• **Material**:

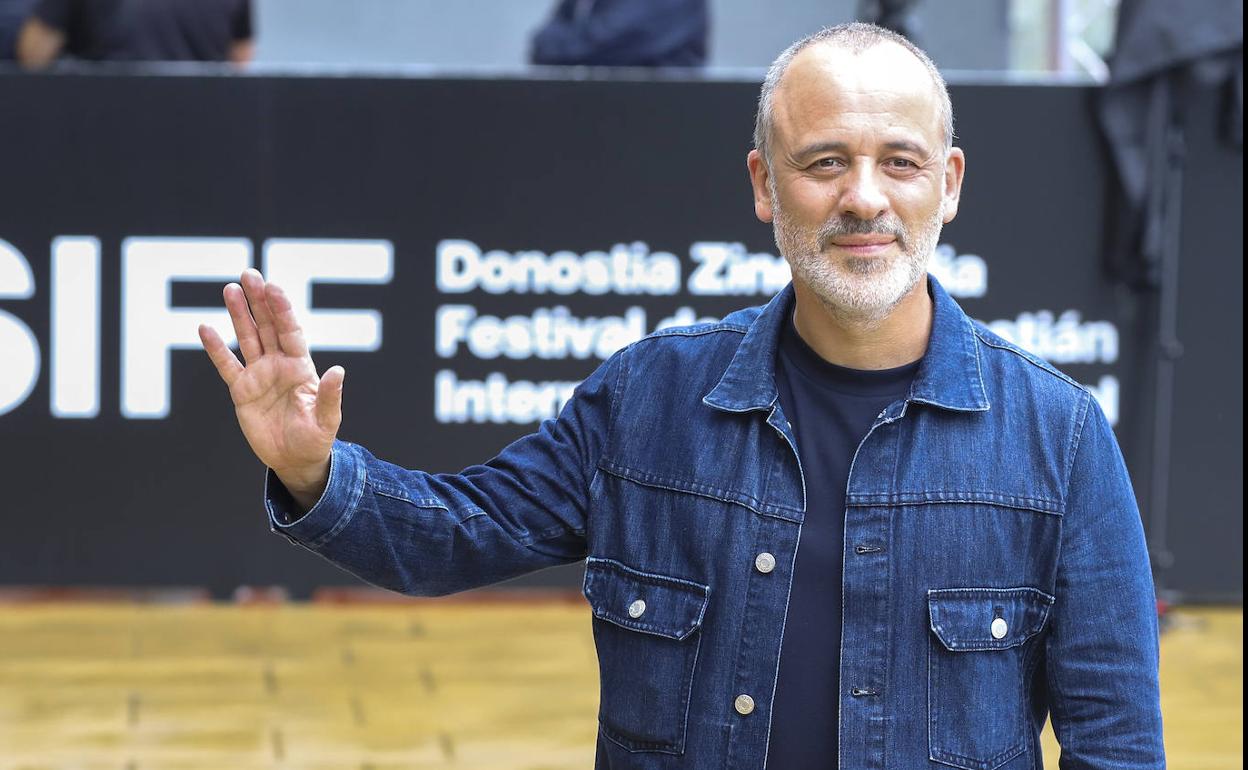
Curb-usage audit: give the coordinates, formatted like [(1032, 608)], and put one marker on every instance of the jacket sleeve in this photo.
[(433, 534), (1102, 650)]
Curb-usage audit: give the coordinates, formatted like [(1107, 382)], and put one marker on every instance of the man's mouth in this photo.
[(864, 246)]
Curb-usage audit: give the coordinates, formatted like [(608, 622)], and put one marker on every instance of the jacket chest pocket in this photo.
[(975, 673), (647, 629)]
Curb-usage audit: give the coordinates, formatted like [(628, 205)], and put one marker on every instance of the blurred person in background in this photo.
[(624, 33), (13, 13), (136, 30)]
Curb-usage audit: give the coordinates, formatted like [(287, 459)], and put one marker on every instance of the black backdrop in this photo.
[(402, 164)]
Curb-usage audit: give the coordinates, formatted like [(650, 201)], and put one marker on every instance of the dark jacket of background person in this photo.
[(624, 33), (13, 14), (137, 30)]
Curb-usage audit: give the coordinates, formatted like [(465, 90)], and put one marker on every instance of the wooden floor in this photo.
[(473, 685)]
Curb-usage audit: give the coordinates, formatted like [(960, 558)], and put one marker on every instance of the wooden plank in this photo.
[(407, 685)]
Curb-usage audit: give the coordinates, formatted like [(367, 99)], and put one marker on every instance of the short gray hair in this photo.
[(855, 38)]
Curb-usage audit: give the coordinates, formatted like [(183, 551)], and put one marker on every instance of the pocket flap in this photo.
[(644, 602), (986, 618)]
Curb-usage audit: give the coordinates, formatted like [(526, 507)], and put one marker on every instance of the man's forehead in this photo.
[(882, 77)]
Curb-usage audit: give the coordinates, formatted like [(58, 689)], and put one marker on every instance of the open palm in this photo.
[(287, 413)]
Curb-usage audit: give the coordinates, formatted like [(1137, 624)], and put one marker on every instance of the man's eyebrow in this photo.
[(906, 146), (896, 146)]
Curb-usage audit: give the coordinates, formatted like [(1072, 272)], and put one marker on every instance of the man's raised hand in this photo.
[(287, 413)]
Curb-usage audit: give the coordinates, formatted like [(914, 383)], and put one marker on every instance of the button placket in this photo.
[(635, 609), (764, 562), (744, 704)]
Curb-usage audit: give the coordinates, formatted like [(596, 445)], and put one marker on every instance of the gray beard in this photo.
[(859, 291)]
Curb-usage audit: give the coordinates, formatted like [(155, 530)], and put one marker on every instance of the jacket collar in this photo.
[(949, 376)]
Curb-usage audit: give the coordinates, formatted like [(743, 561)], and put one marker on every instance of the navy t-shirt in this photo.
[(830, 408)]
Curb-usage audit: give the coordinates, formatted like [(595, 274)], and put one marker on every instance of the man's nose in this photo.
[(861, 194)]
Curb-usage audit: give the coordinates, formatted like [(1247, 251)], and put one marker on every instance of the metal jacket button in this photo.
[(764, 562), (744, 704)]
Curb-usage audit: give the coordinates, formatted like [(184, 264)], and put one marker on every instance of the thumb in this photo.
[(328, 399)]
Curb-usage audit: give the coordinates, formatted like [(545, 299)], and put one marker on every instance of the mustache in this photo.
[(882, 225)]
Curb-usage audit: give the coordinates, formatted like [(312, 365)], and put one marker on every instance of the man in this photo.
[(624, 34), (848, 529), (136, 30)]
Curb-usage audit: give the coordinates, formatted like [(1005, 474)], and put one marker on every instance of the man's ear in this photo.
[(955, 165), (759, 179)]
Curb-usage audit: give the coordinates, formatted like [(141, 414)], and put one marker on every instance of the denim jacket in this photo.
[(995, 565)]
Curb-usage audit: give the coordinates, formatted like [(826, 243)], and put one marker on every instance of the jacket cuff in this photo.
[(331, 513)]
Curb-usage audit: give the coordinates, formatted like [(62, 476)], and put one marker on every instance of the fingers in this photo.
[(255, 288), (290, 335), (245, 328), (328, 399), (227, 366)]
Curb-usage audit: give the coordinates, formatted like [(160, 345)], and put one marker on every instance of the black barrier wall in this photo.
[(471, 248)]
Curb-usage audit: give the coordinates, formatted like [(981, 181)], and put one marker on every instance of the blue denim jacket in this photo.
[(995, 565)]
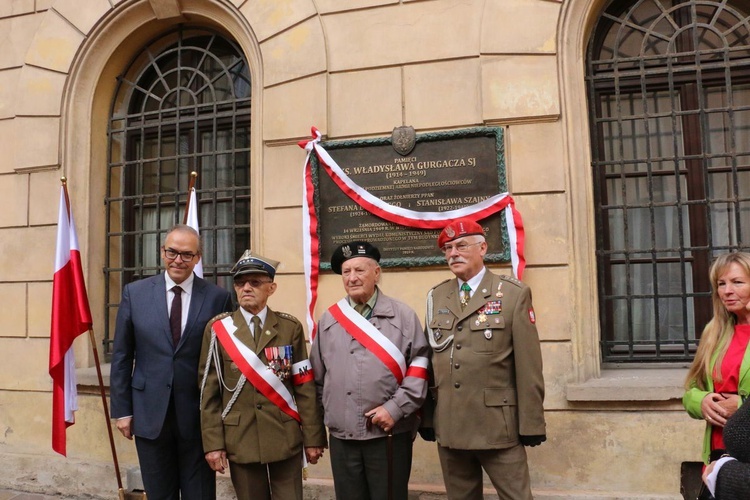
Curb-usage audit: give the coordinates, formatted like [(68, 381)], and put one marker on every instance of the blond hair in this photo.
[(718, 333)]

==

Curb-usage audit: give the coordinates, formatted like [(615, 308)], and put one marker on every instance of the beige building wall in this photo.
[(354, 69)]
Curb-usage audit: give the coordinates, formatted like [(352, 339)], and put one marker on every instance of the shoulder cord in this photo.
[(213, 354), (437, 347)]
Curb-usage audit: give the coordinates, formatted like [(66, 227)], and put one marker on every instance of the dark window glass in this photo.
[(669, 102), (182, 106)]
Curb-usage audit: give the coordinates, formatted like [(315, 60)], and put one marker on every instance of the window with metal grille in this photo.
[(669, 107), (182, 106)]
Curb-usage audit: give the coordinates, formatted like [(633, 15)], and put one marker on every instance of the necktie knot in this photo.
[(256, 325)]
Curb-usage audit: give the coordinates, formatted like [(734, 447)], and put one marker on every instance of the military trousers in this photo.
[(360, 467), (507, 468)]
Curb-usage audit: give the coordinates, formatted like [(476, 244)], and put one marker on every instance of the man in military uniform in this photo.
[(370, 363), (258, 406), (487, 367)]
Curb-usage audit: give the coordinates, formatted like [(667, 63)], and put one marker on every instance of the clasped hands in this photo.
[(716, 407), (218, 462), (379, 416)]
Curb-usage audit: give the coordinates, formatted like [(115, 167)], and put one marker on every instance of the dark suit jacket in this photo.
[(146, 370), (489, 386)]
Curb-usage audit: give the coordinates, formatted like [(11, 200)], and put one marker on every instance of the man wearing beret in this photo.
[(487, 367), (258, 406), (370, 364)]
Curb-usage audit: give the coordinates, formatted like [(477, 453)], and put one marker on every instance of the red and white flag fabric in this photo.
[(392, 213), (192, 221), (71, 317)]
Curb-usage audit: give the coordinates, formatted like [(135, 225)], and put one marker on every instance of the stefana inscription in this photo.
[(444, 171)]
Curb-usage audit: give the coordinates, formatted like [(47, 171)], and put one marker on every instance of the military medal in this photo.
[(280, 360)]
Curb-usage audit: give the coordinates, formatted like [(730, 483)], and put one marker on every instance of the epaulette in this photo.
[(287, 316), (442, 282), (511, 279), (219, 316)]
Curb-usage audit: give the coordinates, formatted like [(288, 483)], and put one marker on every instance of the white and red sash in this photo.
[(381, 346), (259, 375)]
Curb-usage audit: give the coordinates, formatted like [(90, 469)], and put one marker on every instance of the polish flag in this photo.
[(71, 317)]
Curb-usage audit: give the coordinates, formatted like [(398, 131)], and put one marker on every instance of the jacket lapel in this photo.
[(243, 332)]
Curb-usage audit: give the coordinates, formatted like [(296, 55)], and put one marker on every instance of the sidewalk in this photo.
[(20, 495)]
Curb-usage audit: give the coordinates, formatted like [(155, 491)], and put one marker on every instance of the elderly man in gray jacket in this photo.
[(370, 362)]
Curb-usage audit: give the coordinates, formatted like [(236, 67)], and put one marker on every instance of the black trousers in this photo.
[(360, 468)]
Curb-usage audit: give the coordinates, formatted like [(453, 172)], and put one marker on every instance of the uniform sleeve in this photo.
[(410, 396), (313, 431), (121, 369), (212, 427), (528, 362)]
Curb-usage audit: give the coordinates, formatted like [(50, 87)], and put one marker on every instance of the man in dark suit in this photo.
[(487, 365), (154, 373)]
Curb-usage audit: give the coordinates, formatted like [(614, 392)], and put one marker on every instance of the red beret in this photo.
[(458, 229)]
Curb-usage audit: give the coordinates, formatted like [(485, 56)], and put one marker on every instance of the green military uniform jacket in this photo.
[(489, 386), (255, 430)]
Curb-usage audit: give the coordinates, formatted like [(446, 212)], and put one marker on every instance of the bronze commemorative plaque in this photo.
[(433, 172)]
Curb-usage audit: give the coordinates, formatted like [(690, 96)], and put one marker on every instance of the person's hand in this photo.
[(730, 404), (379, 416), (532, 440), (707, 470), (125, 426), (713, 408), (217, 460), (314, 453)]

• **Task prompt**: Add 143 to every coordinate value in the answers, and write out again all the lines between the lines holding "mouth in this photo." and "[(975, 673), (647, 629)]", inclusive, requests included.

• **Result**:
Curb-usage audit: give the coordinates, formatted like [(1107, 382)], and put one marker on every instance of the man's mouth in this photo.
[(1007, 389)]
Curb-usage audit: give the coordinates, formatted like [(608, 622)], and put one marker on every instance of the jacket chest pocket in this photo.
[(1118, 816), (790, 772)]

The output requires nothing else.